- _Instructions for the task_
From the line that includes "Target: wire fence" to the last line of the records, inclusive, repeat each line exactly.

Region pointing data:
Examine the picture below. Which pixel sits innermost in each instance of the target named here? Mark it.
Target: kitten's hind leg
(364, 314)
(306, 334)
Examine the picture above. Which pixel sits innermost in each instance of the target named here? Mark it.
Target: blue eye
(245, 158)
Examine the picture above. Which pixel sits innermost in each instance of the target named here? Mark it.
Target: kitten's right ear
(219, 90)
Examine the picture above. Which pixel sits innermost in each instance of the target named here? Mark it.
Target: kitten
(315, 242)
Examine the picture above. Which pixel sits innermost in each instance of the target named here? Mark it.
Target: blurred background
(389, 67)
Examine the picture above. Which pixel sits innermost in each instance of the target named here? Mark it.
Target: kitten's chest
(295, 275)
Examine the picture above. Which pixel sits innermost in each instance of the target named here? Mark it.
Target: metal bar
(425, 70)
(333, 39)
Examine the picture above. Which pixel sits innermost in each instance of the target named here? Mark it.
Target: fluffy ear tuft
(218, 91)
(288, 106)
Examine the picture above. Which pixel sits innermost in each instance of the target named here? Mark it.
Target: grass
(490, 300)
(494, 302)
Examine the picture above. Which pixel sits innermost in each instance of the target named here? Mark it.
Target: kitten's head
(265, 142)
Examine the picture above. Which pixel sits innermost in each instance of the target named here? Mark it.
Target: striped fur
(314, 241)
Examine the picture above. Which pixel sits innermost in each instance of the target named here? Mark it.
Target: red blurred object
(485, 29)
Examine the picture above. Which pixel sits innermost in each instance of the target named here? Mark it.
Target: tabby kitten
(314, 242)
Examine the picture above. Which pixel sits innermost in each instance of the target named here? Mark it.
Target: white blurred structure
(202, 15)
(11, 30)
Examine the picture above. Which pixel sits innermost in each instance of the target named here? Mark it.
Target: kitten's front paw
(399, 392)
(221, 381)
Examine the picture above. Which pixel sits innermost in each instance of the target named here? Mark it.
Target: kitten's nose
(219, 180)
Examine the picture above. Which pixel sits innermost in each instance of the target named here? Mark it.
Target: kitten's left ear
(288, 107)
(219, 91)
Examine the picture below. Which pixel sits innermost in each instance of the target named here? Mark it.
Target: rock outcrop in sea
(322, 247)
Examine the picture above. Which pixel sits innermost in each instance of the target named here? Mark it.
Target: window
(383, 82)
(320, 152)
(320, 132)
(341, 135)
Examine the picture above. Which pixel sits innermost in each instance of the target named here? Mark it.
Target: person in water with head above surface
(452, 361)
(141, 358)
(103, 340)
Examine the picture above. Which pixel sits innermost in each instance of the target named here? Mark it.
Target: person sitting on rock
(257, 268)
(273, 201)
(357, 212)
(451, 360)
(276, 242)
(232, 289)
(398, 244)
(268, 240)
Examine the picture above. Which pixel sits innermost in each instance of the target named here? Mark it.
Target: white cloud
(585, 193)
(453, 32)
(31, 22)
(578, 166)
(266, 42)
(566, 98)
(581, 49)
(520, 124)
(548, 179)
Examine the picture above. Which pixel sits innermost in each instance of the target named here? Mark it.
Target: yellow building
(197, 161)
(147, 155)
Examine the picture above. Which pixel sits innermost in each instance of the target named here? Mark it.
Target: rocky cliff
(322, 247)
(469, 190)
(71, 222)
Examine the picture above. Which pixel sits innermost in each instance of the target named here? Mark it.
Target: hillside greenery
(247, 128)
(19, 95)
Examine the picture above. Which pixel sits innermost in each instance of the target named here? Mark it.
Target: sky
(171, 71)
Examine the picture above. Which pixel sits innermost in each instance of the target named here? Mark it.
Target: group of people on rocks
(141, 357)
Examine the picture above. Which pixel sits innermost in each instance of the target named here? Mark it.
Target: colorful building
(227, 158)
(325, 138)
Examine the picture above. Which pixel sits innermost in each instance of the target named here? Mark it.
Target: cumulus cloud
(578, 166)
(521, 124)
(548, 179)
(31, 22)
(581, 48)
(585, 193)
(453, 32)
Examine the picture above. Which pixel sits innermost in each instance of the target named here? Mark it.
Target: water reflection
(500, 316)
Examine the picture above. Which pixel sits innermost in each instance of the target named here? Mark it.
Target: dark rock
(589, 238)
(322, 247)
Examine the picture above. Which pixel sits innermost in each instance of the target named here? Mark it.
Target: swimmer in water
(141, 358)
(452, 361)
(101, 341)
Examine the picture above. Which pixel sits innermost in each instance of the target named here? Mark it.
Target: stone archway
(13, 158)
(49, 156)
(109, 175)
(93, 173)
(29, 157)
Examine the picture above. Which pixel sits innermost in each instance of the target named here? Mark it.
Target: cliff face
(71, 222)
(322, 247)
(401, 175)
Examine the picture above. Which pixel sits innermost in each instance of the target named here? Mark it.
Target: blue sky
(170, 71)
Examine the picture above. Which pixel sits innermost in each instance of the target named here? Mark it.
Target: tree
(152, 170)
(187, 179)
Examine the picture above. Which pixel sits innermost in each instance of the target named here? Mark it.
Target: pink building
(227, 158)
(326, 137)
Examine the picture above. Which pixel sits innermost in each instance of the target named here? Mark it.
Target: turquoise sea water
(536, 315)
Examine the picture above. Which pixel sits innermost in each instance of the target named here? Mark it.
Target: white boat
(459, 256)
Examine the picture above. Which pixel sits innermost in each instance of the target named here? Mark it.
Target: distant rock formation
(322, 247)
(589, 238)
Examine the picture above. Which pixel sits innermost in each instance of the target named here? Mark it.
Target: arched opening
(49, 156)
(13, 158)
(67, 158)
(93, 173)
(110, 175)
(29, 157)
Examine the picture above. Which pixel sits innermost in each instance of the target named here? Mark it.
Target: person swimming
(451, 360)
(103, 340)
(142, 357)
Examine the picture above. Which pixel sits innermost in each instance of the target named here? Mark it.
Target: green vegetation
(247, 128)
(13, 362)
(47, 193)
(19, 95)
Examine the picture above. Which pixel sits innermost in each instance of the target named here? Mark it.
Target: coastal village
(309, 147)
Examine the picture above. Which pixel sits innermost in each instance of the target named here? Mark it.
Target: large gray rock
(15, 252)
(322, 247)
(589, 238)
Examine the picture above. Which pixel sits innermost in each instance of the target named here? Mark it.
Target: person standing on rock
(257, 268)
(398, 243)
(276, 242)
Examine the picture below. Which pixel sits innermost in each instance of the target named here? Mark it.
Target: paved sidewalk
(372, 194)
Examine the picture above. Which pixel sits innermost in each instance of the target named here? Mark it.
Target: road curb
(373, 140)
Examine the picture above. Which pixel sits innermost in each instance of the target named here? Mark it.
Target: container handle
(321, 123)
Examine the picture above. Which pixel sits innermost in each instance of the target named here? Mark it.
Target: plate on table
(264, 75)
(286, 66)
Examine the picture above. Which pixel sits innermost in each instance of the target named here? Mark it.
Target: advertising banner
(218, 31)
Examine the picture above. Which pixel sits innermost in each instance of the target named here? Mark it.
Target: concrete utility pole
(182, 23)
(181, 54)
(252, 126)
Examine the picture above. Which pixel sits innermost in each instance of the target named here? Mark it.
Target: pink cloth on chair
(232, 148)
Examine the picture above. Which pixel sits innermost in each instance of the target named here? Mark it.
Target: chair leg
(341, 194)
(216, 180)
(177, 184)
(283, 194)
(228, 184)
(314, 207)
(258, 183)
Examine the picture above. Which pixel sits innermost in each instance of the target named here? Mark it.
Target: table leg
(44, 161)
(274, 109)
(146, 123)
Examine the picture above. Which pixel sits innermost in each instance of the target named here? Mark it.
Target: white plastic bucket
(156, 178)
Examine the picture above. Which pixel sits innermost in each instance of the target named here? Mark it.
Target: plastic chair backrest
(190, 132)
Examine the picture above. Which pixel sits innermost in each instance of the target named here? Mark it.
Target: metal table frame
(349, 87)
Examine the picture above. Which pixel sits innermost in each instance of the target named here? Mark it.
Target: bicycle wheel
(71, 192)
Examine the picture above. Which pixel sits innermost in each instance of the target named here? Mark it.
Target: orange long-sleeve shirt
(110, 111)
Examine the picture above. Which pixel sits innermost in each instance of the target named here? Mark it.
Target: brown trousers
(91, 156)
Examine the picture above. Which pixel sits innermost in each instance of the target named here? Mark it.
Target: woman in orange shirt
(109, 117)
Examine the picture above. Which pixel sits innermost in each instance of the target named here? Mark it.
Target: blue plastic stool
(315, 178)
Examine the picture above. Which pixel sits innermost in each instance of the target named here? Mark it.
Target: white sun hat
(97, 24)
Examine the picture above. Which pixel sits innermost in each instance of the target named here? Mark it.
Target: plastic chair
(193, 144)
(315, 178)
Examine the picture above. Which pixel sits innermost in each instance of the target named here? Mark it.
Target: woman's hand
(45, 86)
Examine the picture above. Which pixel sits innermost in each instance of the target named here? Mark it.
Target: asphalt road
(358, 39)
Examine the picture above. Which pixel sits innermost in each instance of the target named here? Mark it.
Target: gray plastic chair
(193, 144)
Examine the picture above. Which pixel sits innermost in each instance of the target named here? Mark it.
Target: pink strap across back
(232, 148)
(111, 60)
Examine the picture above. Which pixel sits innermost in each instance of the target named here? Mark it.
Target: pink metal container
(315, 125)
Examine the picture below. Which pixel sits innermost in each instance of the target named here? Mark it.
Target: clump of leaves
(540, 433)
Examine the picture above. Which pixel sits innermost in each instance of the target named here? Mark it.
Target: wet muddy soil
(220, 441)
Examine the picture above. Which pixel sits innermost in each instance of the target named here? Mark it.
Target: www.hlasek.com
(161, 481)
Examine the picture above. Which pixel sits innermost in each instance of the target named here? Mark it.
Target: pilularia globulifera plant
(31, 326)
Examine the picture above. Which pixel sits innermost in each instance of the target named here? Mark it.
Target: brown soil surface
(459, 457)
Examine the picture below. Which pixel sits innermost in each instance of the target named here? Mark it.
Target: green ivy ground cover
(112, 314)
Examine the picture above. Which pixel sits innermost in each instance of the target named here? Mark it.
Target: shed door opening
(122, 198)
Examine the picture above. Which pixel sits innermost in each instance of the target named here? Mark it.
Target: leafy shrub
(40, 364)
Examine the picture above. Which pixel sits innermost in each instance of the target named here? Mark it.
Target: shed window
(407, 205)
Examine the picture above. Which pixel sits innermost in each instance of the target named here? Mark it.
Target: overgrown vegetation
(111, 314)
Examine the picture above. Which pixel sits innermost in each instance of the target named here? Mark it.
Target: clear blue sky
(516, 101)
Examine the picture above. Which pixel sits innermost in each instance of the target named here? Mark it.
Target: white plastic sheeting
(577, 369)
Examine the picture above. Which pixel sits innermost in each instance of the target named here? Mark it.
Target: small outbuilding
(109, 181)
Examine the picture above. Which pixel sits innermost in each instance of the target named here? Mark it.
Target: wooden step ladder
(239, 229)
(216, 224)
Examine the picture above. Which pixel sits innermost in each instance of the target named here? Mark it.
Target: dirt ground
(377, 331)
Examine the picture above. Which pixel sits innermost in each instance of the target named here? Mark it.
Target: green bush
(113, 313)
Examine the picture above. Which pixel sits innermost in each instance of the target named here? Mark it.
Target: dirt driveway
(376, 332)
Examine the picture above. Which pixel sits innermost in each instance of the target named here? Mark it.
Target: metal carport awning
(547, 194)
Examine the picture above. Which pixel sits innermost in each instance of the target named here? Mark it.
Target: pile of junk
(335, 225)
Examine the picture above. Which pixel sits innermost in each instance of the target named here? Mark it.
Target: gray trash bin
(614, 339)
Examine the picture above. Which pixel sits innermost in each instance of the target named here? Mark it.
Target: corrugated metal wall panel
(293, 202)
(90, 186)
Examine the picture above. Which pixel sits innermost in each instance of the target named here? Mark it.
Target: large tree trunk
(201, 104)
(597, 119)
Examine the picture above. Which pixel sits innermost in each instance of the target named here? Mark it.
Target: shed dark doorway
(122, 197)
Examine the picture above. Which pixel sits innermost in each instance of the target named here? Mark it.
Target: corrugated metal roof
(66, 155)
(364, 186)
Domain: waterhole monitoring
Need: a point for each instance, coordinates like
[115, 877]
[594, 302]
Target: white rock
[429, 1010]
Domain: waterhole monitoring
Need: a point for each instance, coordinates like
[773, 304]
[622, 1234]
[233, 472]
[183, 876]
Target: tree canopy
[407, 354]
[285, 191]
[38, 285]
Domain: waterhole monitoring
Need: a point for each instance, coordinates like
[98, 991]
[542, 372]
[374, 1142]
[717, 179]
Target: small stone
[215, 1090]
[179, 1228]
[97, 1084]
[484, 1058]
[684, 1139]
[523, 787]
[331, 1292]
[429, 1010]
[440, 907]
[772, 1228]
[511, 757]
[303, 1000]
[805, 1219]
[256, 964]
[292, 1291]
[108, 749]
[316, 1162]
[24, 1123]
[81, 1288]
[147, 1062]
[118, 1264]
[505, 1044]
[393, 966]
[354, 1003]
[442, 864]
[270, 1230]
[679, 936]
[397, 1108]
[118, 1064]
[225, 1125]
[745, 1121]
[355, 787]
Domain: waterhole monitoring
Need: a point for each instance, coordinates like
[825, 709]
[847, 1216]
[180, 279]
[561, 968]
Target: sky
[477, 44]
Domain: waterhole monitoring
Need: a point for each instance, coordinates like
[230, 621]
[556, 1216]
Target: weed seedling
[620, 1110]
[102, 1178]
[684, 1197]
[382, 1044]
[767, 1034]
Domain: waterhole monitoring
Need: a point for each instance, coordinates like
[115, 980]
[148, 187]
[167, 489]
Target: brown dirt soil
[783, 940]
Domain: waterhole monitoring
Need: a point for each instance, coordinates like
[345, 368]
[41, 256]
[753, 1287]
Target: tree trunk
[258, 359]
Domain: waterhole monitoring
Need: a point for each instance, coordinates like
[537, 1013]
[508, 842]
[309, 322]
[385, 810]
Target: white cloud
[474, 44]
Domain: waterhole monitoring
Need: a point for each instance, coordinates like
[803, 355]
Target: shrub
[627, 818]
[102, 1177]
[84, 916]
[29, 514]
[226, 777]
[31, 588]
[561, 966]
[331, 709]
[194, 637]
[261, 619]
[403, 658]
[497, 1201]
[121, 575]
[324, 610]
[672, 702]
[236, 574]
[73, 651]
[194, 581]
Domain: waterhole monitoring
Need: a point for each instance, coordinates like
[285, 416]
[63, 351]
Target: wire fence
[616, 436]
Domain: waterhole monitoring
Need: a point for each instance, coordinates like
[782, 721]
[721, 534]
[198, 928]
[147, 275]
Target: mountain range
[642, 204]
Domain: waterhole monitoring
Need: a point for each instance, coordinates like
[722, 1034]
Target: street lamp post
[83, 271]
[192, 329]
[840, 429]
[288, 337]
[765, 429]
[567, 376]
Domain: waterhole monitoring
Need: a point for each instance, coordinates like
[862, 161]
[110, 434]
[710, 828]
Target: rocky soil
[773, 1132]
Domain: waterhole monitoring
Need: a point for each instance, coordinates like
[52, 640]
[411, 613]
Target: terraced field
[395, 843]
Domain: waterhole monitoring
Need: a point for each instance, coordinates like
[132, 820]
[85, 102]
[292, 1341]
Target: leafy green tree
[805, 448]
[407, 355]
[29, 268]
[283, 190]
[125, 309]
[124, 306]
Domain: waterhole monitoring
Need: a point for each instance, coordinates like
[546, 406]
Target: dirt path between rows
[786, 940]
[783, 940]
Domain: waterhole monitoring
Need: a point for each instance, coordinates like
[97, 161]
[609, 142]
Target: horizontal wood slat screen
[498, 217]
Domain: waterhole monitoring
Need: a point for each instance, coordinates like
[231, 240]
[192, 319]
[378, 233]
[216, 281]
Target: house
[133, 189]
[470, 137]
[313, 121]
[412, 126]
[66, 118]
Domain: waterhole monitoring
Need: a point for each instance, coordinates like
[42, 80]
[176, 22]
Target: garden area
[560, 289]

- _Exercise response_
Target: wire fence
[616, 436]
Domain: waterhole monitoring
Need: a point for each instance, coordinates like
[782, 721]
[721, 534]
[198, 928]
[147, 275]
Target: mountain range
[642, 204]
Domain: waterhole monitoring
Need: a point for each instance, coordinates like
[722, 1034]
Target: street lamp post
[83, 271]
[192, 329]
[840, 429]
[288, 337]
[765, 429]
[567, 376]
Domain: waterhole monitoring
Need: a point for each instance, coordinates like
[862, 161]
[110, 434]
[710, 828]
Target: rocky soil
[773, 1132]
Domain: waterhole monitoring
Need: a point for each instance, coordinates like
[52, 640]
[411, 613]
Target: terraced field
[395, 843]
Domain: waterhole monitoring
Need: a point for each instance, coordinates like
[132, 820]
[85, 102]
[292, 1341]
Target: leafy green tree
[805, 448]
[407, 355]
[29, 268]
[283, 190]
[125, 309]
[124, 306]
Domain: waterhole monitoring
Need: a point for each instance, coordinates like
[546, 406]
Target: dirt path between rows
[786, 940]
[783, 940]
Domain: waterhole monitoring
Need: a point for each instance, coordinates like
[97, 161]
[609, 142]
Target: horizontal wood slat screen
[498, 217]
Domain: waterhole monitoring
Need: a point for each instance, coordinates like
[231, 240]
[192, 319]
[378, 233]
[216, 281]
Target: house
[133, 189]
[470, 137]
[313, 121]
[412, 126]
[66, 118]
Domain: waterhole monitoring
Need: a point for each instance, coordinates like
[42, 80]
[176, 22]
Target: garden area
[560, 289]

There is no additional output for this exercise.